### TEXTE SOURCE
Opéra
“Faust” au Teatro Colón de Buenos Aires : un spectacle d’une beauté saisissante

“Faust” au Teatro Colón de Buenos Aires : un spectacle d’une beauté saisissante

23 March 2023 | PAR La Rédaction

130 ans après le décès de Charles Gounod, le Teatro Colón de Buenos Aires reprend Faust, l’œuvre phare du grand compositeur français, dans une mise en scène captivante signée Stefano Poda.

par Marta Huertas de Gebelin

Dans l’imaginaire collectif, Faust renvoie automatiquement à Goethe. Pourtant, Faust a existé avant et après son œuvre immortelle. Sa figure a engendré un mythe complexe, source d’inspiration pour des musiciens, des écrivains et des réalisateurs. Il n’est donc pas étonnant que cette figure protéiforme, en même temps réelle et légendaire, soit à l’origine de nombreuses réinterprétations.

C’est certainement le cas pour la pièce de théâtre, puis le livret, que Jules Barbier et Michel Carré ont tiré de la première partie de l’œuvre éponyme du grand poète et dramaturge allemand. Ils ne se sont pas attardés sur la portée philosophique et mystique de la tragédie goethéenne, mais sur son côté anecdotique : le pacte diabolique entre Faust et Méphistophélès et l’histoire d’amour avec Marguerite. Cette allégorie simplifiée est transcendée par le langage universel de la musique ; en l’occurrence celle de Gounod, sertie d’airs et de duos de toute beauté, ainsi que de magnifiques passages pour le chœur, tantôt puissants ou joyeux, tantôt mystiques.

### DONNÉES
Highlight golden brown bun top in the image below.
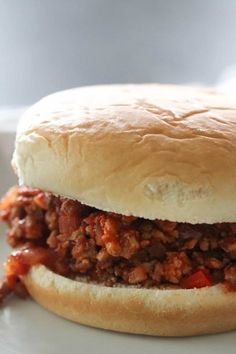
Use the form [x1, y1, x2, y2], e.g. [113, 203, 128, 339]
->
[14, 84, 236, 223]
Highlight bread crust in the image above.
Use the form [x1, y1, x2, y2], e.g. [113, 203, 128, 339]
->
[13, 84, 236, 223]
[23, 266, 236, 336]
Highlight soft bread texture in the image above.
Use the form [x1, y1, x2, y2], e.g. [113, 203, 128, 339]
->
[23, 266, 236, 336]
[13, 84, 236, 223]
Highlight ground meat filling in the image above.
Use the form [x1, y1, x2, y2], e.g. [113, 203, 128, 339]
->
[0, 187, 236, 300]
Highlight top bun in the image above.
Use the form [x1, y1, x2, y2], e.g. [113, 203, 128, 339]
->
[13, 84, 236, 223]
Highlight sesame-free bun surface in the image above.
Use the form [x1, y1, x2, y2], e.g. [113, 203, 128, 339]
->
[13, 84, 236, 223]
[23, 266, 236, 336]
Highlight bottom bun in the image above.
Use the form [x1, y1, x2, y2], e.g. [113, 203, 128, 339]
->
[22, 265, 236, 336]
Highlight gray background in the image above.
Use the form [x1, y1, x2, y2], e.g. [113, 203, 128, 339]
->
[0, 0, 236, 106]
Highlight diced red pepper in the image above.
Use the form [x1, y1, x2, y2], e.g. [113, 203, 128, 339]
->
[180, 269, 213, 289]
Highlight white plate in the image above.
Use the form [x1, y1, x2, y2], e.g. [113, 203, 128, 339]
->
[0, 109, 236, 354]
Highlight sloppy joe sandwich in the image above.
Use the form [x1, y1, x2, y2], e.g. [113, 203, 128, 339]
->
[0, 84, 236, 336]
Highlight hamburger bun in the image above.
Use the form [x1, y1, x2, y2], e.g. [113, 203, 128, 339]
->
[23, 266, 236, 336]
[14, 84, 236, 223]
[13, 84, 236, 336]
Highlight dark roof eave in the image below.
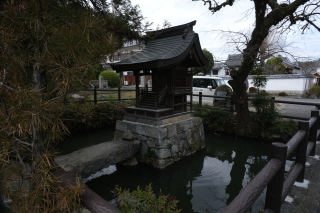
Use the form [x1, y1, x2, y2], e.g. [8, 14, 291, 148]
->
[110, 33, 209, 72]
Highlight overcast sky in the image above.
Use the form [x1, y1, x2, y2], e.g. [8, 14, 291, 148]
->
[131, 0, 320, 61]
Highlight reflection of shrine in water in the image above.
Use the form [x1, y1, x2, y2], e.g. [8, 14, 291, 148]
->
[87, 132, 269, 212]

### CONSIGNE
Poursuivez la critique du Faust monté au Teatro Colón à la suite de sa dernière phrase, sur le même ton.

### CORRIGÉ
Stefano Poda : un metteur en scène à la recherche de l’art total

Pour recréer cet opéra, qui n’avait pas été joué depuis vingt-cinq ans dans la principale salle lyrique de la capitale argentine, le Teatro Colón a fait appel à un artiste complet aux multiples facettes, le remarquable metteur en scène italien Stefano Poda. Bien que sa réputation ne soit plus à faire, car depuis trente ans, il sillonne le monde avec ses productions passionnantes, Poda est très peu connu en France. Il a pourtant abordé plus d’une trentaine d’opéras parmi lesquelles Tosca, Les Contes d’Hoffmann, Nabucco, Boris Godounov, Ariodante, Faust ou Tristan et Isolde, dans des contrées aussi diverses que l’Amérique latine, l’Europe, la Chine, la Russie et la Corée du Sud.

À la recherche d’une forme d’art total (« Sur la scène, tout a affaire avec tout », nous a-t-il dit lors d’une interview il y a quelques mois), Poda prend en charge l’ensemble des éléments qui assurent la cohérence profonde du spectacle : mise en scène, décors, costumes, éclairages et chorégraphie. De cette conjonction artistique naît un style Poda immédiatement reconnaissable. Il ne s’agit jamais pour lui de raconter une histoire, même actualisée ou modernisée. Il refuse l’hyperréalisme à la mode, la représentation précise d’une soi-disant réalité, ou les productions qui véhiculent un message moral, politique ou social. Le monde que Poda crée sur scène est intemporel, universel, et il propose aux spectateurs de laisser de côté lectures, stéréotypes et clichés pour se laisser gagner, dans une sorte de processus thérapeutique, par le mystère de l’émotion qu’apporte la véritable union entre le texte et la musique. C’est sans doute un parcours difficile, le spectateur doit aussi s’y investir.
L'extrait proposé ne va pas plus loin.